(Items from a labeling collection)
··········

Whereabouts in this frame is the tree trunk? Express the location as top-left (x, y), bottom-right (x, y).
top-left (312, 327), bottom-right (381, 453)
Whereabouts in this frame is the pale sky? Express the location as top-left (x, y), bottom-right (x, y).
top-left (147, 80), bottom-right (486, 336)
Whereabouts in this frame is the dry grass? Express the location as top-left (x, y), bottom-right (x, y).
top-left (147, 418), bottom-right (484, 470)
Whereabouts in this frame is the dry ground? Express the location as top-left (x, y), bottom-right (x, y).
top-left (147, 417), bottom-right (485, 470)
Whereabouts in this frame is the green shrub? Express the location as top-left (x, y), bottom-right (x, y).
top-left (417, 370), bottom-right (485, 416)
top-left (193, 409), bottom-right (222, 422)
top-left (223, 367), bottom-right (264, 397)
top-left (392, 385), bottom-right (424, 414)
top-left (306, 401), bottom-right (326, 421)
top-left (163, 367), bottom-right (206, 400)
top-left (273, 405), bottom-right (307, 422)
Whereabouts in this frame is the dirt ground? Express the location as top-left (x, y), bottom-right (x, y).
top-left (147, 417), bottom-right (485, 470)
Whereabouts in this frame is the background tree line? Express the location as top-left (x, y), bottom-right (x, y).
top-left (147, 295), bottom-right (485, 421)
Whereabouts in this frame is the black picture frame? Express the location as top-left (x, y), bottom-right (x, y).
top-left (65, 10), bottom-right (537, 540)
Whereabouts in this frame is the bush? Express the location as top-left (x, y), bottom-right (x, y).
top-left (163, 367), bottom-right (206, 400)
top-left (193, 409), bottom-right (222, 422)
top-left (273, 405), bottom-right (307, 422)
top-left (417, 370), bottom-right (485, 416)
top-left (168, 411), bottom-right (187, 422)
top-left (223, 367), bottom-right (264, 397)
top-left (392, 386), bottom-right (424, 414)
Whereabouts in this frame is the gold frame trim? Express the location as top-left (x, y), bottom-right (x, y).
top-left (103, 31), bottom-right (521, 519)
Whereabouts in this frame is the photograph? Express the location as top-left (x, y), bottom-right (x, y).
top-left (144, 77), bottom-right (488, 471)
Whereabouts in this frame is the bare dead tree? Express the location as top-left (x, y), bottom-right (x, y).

··········

■ Directive ■
Reproduce the rows above, substituting "State the position" for each occurrence of "Express the location" and leaving everything else unchanged.

■ Solution ■
Whereabouts in this frame is the tree trunk? State the position as top-left (x, y), bottom-right (x, y).
top-left (312, 327), bottom-right (381, 453)
Whereabouts in this frame is the pale sky? State the position as top-left (x, y), bottom-right (x, y).
top-left (147, 80), bottom-right (486, 336)
Whereabouts in this frame is the dry grass? State the position as top-left (x, y), bottom-right (x, y).
top-left (147, 418), bottom-right (484, 470)
Whereabouts in this frame is the dry ground? State the position as top-left (x, y), bottom-right (x, y).
top-left (147, 417), bottom-right (485, 470)
Whereabouts in this frame is the green shrub? State the position as top-left (x, y), bottom-right (x, y).
top-left (417, 370), bottom-right (485, 416)
top-left (193, 409), bottom-right (222, 422)
top-left (223, 367), bottom-right (264, 397)
top-left (392, 385), bottom-right (424, 414)
top-left (306, 401), bottom-right (326, 421)
top-left (163, 367), bottom-right (206, 400)
top-left (273, 405), bottom-right (307, 422)
Whereabouts in this frame is the dirt ground? State the position as top-left (x, y), bottom-right (x, y).
top-left (147, 417), bottom-right (485, 470)
Whereabouts in this frame is the background tree line? State the position as top-left (x, y), bottom-right (x, y).
top-left (147, 295), bottom-right (485, 421)
Whereabouts in this frame is the black picture frame? State the position as top-left (x, y), bottom-right (x, y).
top-left (65, 10), bottom-right (537, 540)
Whereabouts in this frame is the bush? State the position as top-left (x, y), bottom-right (x, y).
top-left (163, 367), bottom-right (206, 400)
top-left (193, 409), bottom-right (222, 422)
top-left (273, 405), bottom-right (307, 422)
top-left (417, 370), bottom-right (485, 416)
top-left (168, 411), bottom-right (187, 422)
top-left (223, 367), bottom-right (264, 397)
top-left (392, 386), bottom-right (424, 414)
Whereabouts in this frame is the gold frame trim? State the position as top-left (x, y), bottom-right (x, y).
top-left (103, 31), bottom-right (521, 519)
Whereabouts in this frame is the photograph? State the position as top-left (x, y), bottom-right (x, y).
top-left (144, 77), bottom-right (488, 471)
Whereabouts in this frame is the bare dead tree? State the position as top-left (x, y), bottom-right (x, y).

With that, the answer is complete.